A tender memoir covering events that will surprise the reader as much as they did the author, The Ordeal: A Journey from Misfortunes, Illness and Betrayal to Truth by Josephine Walden inspects the reliability of memory and reveals the bitter pull of greed.
Josie Walden was a nurse and psychiatric nurse-counselor whose mysterious, debilitating illnesses often rendered her incapable of doing her job, On top of that, she also experienced unanticipated natural disasters that drained her finances. It was during these years that she and her older sister, Julie, were faced with their parents’ declining health, eventual deaths, and the settling of their estate. Walden relates the journey of her book’s subtitle through a retelling of her struggles and how she discovered and then attempted to deal with a shocking betrayal.
The book is organized in chapters that chronologically record the years 1983 through 2008, and Walden is dedicated to including all of the events and conversations that took place during these years. Her memory of these years is impressive – to be able to recall whole conversations between the many people who populate the book, including daughters, aunts, nieces, neighbors, and lawyers, is a monumental feat given the long span of time during which the events took place. However, that commitment leads to a fair amount of repetition, both in the relating of incidents and in the reconstructed dialogue, which often includes the same issues being debated again and again without resolution.

Data excerpts
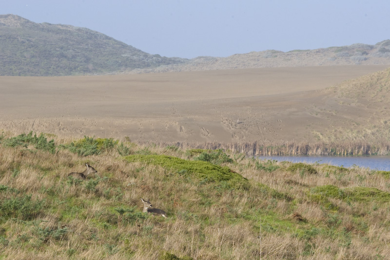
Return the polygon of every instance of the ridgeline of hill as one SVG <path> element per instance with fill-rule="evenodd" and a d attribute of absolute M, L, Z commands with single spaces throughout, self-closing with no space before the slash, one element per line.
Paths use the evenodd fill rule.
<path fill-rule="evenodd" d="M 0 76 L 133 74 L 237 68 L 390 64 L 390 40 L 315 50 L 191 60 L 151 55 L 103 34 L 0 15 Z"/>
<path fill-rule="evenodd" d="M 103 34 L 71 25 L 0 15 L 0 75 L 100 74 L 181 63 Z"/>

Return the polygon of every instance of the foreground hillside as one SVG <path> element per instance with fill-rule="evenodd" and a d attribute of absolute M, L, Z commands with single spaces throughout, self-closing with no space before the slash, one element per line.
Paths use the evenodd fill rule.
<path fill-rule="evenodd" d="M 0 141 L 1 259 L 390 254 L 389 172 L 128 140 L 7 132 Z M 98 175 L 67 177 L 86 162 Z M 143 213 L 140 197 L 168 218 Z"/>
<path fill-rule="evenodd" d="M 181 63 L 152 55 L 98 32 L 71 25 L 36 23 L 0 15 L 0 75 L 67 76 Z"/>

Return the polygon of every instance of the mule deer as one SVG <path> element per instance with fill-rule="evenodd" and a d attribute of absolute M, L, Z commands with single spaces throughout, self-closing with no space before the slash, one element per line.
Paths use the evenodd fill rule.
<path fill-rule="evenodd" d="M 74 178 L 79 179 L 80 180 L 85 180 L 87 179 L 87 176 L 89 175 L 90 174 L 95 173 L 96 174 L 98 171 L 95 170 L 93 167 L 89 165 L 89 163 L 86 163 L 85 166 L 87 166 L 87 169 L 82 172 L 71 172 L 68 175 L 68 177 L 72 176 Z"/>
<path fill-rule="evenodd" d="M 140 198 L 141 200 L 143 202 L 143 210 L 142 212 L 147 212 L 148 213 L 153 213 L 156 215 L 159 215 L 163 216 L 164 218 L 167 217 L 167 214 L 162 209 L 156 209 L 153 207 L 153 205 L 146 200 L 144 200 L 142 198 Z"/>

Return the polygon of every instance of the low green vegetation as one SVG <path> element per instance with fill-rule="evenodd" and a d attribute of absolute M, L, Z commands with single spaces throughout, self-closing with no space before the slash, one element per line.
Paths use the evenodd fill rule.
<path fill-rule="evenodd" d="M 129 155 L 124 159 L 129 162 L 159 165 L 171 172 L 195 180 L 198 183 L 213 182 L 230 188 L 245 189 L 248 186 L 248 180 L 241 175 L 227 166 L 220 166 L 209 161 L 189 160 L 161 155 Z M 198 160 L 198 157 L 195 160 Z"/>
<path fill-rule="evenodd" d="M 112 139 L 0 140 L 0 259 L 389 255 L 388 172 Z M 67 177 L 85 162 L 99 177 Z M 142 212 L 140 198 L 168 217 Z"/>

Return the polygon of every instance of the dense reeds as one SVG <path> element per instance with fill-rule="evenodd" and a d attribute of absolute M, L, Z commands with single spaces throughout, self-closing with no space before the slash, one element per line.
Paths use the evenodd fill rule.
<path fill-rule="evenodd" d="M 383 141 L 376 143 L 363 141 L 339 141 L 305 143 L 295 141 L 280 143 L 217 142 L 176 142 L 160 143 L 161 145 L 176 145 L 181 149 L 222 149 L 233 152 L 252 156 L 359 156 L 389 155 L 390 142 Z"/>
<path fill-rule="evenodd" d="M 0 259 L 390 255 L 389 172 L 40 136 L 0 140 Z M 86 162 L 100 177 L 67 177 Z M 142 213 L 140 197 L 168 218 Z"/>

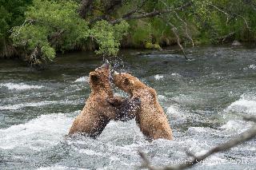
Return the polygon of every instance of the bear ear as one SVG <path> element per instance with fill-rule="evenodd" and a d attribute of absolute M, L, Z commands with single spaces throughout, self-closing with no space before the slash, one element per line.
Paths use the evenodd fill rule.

--- Tasks for this exercise ---
a. Which kinds of people does the book review name as populating the memoir?
b. Could you extend the book review beyond its final sentence?

--- Responses in order ---
a. Daughters, aunts, nieces, neighbors, and lawyers.

b.
Complicating the structure, which is meant to show the progression of events that lead to Walden discovering the deceptions, are chapters that digress to describe the sisters’ childhood and upbringing and background stories about other family members and relatives – biographical material that seems out of place, as some of these sections don’t seem connected to the book’s purpose, and without author commentary or context feel misdirected. The work as a whole would have benefited from editing that focused on “The perfect storm of events” – as the cover description implies – with multiple similar scenarios being condensed to replace some of the repetition, or narrative tangents.
In a work that is attempting to show Walden’s initial inability to see what was happening – despite warnings from several people very close to her who she trusted – and then her slow and appalling discovery, chapters loaded down with peripheral minutiae make the book seem more concerned with inclusion than with the pertinent facts and particular emotional truths that would give the eventual discovery more power. In one way, these details showcase the number of distractions Walden may have had that she wasn’t able to see what was in front of her, but they also distract the reader. Although Walden’s voice is honest and earnest and elicits sincere empathy for her medical, financial, and familial problems, her focus on unrelated, or undramatic events gets in the way of the book’s overall theme.
Overall, however, one can’t help but be drawn into Walden’s story and her hardships, which provide an especially vivid window into what it’s like to live with chronic fatigue. Ultimately celebrating resilience, trust, and the real meaning of family, The Ordeal is an engaging and affecting story.